# Records start

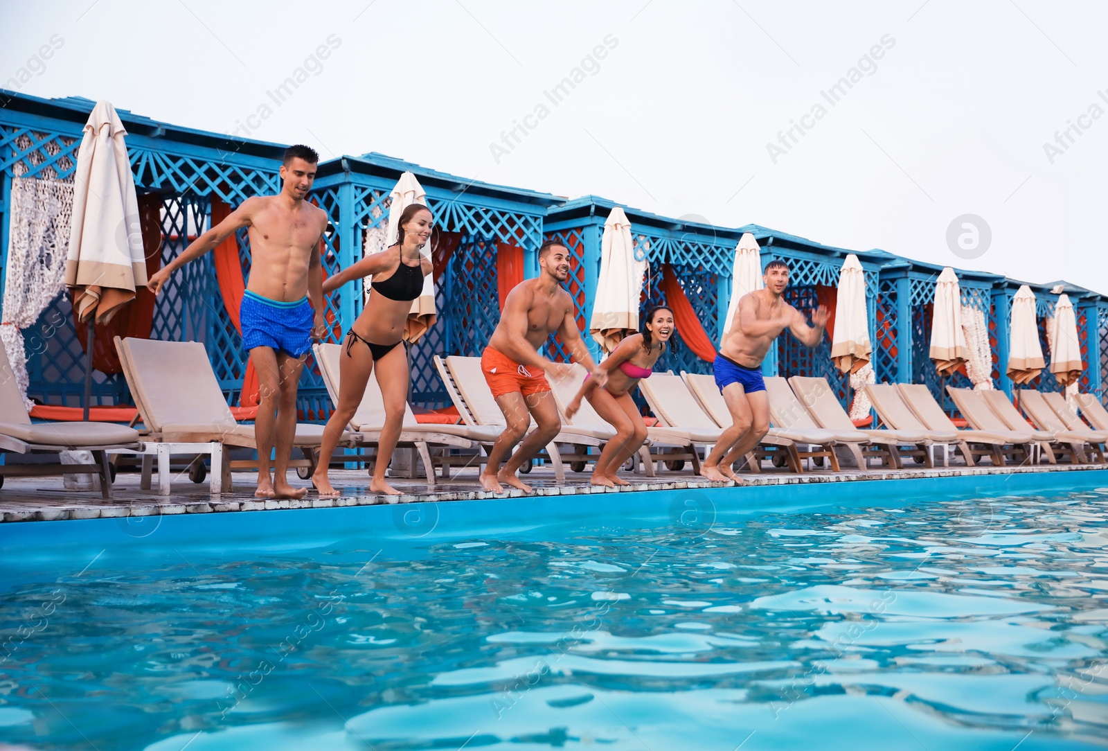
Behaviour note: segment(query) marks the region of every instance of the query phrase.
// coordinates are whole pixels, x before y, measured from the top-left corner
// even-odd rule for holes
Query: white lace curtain
[[[72,182],[12,178],[0,339],[28,410],[32,403],[27,399],[22,329],[33,326],[51,300],[65,288],[65,251],[72,213]]]
[[[968,305],[962,306],[962,333],[966,339],[968,358],[966,375],[977,391],[993,388],[993,348],[988,343],[985,311]]]
[[[873,373],[872,360],[850,374],[850,389],[854,392],[854,400],[850,403],[851,420],[862,420],[870,416],[873,404],[865,393],[865,384],[875,382],[876,377]]]

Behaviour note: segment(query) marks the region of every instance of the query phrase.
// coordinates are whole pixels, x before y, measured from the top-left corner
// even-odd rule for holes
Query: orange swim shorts
[[[484,373],[493,397],[512,392],[530,397],[533,393],[551,390],[551,384],[546,382],[546,373],[541,369],[534,366],[530,368],[521,366],[492,347],[485,347],[481,353],[481,372]]]

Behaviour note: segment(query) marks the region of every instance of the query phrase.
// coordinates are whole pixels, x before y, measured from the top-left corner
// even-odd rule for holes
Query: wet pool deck
[[[842,472],[825,470],[806,471],[797,474],[780,470],[762,469],[759,474],[740,473],[745,484],[784,485],[811,483],[841,483],[873,480],[906,480],[913,477],[950,477],[964,475],[1003,475],[1026,473],[1066,473],[1105,469],[1102,465],[1037,465],[993,467],[987,464],[976,467],[953,465],[934,469],[905,467],[903,470],[858,470]],[[684,490],[699,487],[733,487],[732,483],[710,483],[691,471],[671,472],[661,470],[655,477],[643,474],[622,473],[630,485],[618,488],[593,487],[588,484],[588,473],[568,472],[566,482],[558,484],[550,469],[536,467],[523,475],[538,495],[581,495],[614,492]],[[308,487],[308,495],[300,500],[263,501],[253,495],[255,475],[236,472],[235,491],[212,495],[207,483],[195,484],[184,474],[173,479],[172,494],[157,495],[156,491],[143,491],[137,473],[121,473],[113,485],[112,500],[104,500],[100,492],[68,491],[61,477],[7,477],[0,490],[0,521],[44,522],[61,519],[119,518],[125,516],[157,516],[172,514],[209,514],[245,511],[268,511],[278,508],[332,508],[337,506],[368,506],[387,503],[419,503],[427,501],[474,501],[479,498],[505,497],[485,493],[476,483],[476,470],[454,471],[449,480],[439,480],[433,492],[428,492],[425,479],[409,480],[392,477],[392,485],[407,494],[401,496],[372,495],[368,488],[365,470],[332,470],[331,482],[343,491],[339,497],[322,498],[294,473],[289,480],[295,486]],[[1059,477],[1060,482],[1065,482]],[[523,496],[513,490],[509,497]]]

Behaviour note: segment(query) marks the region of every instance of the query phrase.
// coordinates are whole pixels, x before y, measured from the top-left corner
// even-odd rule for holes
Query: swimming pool
[[[1108,472],[0,527],[32,748],[1108,738]]]

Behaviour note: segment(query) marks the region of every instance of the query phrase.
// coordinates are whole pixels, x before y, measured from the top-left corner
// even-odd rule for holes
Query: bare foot
[[[396,487],[384,482],[383,477],[381,480],[378,480],[377,477],[370,480],[369,490],[371,490],[377,495],[403,495],[403,493],[398,491]]]
[[[504,486],[496,481],[496,475],[486,474],[482,472],[478,475],[478,482],[481,483],[482,490],[485,493],[503,493]]]
[[[700,476],[710,480],[714,483],[726,483],[727,477],[715,466],[709,466],[707,464],[700,465]]]
[[[269,477],[269,473],[265,475],[258,475],[258,490],[254,491],[254,497],[256,498],[271,498],[276,496],[274,493],[274,481]]]
[[[311,484],[315,485],[316,490],[319,492],[319,495],[321,496],[341,495],[341,493],[339,493],[331,486],[331,481],[327,476],[326,472],[324,472],[322,474],[319,474],[317,472],[316,474],[311,475]]]
[[[499,480],[505,485],[511,485],[512,487],[519,487],[524,493],[534,493],[534,490],[531,487],[531,485],[527,485],[522,480],[516,477],[514,473],[509,474],[503,470],[501,470],[500,472],[496,473],[496,480]]]
[[[603,474],[593,473],[592,479],[588,481],[589,485],[601,485],[603,487],[615,487],[616,484],[612,482],[612,477]]]
[[[307,487],[293,487],[284,477],[274,483],[275,498],[302,498],[308,494]]]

# Records end

**Job**
Return all of the lines above word for word, leaving out the pictures.

**Task output**
Behaviour note: segment(query) marks the region of every instance of the query phrase.
// coordinates are whole pixels, x before y, measured from the top-left corner
// even-odd rule for holes
Query: white lace curtain
[[[72,182],[12,178],[0,339],[28,410],[32,403],[27,399],[22,329],[33,326],[51,300],[65,288],[65,251],[72,213]]]
[[[968,305],[962,306],[962,333],[966,339],[968,358],[966,375],[977,391],[993,388],[993,348],[988,343],[985,311]]]
[[[873,373],[872,360],[850,374],[850,389],[854,392],[854,400],[850,403],[851,420],[862,420],[870,416],[873,404],[865,393],[865,384],[875,382],[876,377]]]

Behaviour note: segment(query) marks the region of every instance of the query phrase.
// coordinates are whole pixels, x before y, measured from the top-left corner
// even-odd rule for holes
Query: orange swim shorts
[[[484,373],[493,397],[512,392],[530,397],[533,393],[551,390],[551,384],[546,382],[546,373],[541,369],[534,366],[530,368],[521,366],[492,347],[485,347],[481,353],[481,372]]]

Behaviour note: segment(query) marks the region of every instance of the query phrase.
// coordinates are whole pixels, x before y, measured from the top-left corner
// even-odd rule for holes
Query: wet pool deck
[[[842,472],[825,470],[806,471],[797,474],[780,470],[762,469],[759,474],[740,473],[745,484],[784,485],[811,483],[841,483],[873,480],[906,480],[913,477],[950,477],[964,475],[1003,475],[1026,473],[1066,473],[1105,469],[1102,465],[1037,465],[993,467],[987,464],[976,467],[953,465],[934,469],[905,467],[903,470],[858,470]],[[684,490],[699,487],[733,487],[732,483],[710,483],[691,471],[671,472],[661,470],[655,477],[643,474],[622,473],[630,485],[618,488],[593,487],[588,484],[588,473],[568,472],[566,482],[558,484],[550,469],[536,467],[523,475],[538,495],[581,495],[614,492]],[[308,487],[308,495],[300,500],[263,501],[253,495],[255,475],[236,472],[235,491],[212,495],[207,483],[195,484],[184,474],[173,479],[172,494],[157,495],[156,491],[143,491],[137,473],[121,473],[113,485],[112,500],[104,500],[100,492],[68,491],[61,477],[7,477],[0,490],[0,521],[44,522],[61,519],[119,518],[125,516],[157,516],[172,514],[209,514],[245,511],[268,511],[278,508],[332,508],[337,506],[368,506],[387,503],[419,503],[427,501],[474,501],[479,498],[505,497],[485,493],[476,483],[476,470],[454,471],[449,480],[439,480],[433,492],[428,492],[425,479],[409,480],[392,477],[392,485],[407,494],[401,496],[372,495],[368,488],[365,470],[332,470],[331,482],[343,491],[339,497],[322,498],[294,473],[289,480],[295,486]],[[1059,477],[1060,482],[1065,482]],[[523,496],[513,490],[509,497]]]

Behaviour note: segment(query) marks the region of every instance of the query phrase.
// coordinates are whole pixels, x before y, measured from the top-left corner
// even-odd rule for holes
Query: swimming pool
[[[1108,472],[0,527],[32,748],[1108,738]]]

Behaviour note: segment(query) marks the region of every instance of the query phrase.
// coordinates are whole pixels, x before y, measured from the top-left corner
// even-odd rule for holes
Query: bare foot
[[[396,487],[384,482],[383,477],[381,480],[378,480],[377,477],[370,480],[369,490],[371,490],[377,495],[403,495],[403,493],[398,491]]]
[[[504,486],[496,481],[496,475],[486,474],[482,472],[478,475],[478,482],[481,483],[482,490],[485,493],[503,493]]]
[[[700,476],[710,480],[714,483],[726,483],[727,477],[715,466],[709,466],[707,464],[700,465]]]
[[[269,477],[269,473],[265,475],[258,475],[258,490],[254,491],[254,497],[256,498],[271,498],[276,496],[274,493],[274,481]]]
[[[311,484],[315,485],[316,490],[319,492],[319,495],[321,496],[341,495],[341,493],[339,493],[331,486],[331,481],[327,476],[326,472],[324,472],[322,474],[319,474],[317,472],[316,474],[311,475]]]
[[[499,480],[505,485],[511,485],[512,487],[519,487],[524,493],[534,493],[534,490],[531,487],[531,485],[527,485],[522,480],[516,477],[514,473],[509,474],[503,470],[501,470],[500,472],[496,473],[496,480]]]
[[[603,474],[593,473],[592,479],[588,481],[589,485],[601,485],[603,487],[615,487],[616,484],[612,482],[612,477]]]
[[[307,487],[293,487],[284,477],[274,483],[275,498],[302,498],[308,494]]]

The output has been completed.